__What is asked__: Repeat the listing in full, preserving every character.

__Task input__:

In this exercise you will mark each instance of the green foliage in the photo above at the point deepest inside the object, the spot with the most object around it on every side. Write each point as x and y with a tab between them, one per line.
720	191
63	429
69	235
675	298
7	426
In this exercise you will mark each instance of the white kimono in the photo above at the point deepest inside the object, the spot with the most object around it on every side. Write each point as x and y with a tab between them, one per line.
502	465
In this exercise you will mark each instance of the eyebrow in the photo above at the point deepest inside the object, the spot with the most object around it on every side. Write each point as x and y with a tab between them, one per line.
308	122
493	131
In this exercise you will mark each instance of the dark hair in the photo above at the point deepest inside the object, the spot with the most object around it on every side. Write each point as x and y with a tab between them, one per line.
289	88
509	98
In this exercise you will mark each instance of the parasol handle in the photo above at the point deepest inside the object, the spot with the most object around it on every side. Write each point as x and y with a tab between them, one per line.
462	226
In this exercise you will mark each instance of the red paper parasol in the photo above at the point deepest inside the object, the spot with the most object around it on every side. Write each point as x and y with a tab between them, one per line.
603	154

__The response__:
In this exercise you will mark each instance of the green foliage in the photo above at the point deepest inside the object, the spot with the most object around it on every side. Write each point as x and y with a tab between them, one per line.
720	191
63	429
69	235
675	298
7	426
In this exercise you will mark each instance of the white kimono in the photo above at the point deepest inside the object, the spot with the most object around it on every side. Write each point as x and y with a tab between them, one per line.
502	465
In this exercise you will mark each instance of the eyebrow in the photo above at the point deepest inside the object, the spot with the most object around it on every side. Write each point as x and y with a tab between them, one per line.
308	122
493	131
In this exercise you will mark each instance of the dark hair in the photo above at the point deepest inside the object, the spot with the most object around it on every side. Write each point as x and y with a tab between them, one per line.
289	88
509	98
In this exercise you will mark each instance of the parasol handle in the photo above at the point deepest inside the object, the spot with the most object around it on every side. Write each point as x and y with a tab between them, one per line.
462	226
In this exercise you will mark each instance of the red paper parasol in the photo above at the point deepest inside the object, the spot with the most object around it on every side. Write each point as x and y with a tab between them, one per line.
603	154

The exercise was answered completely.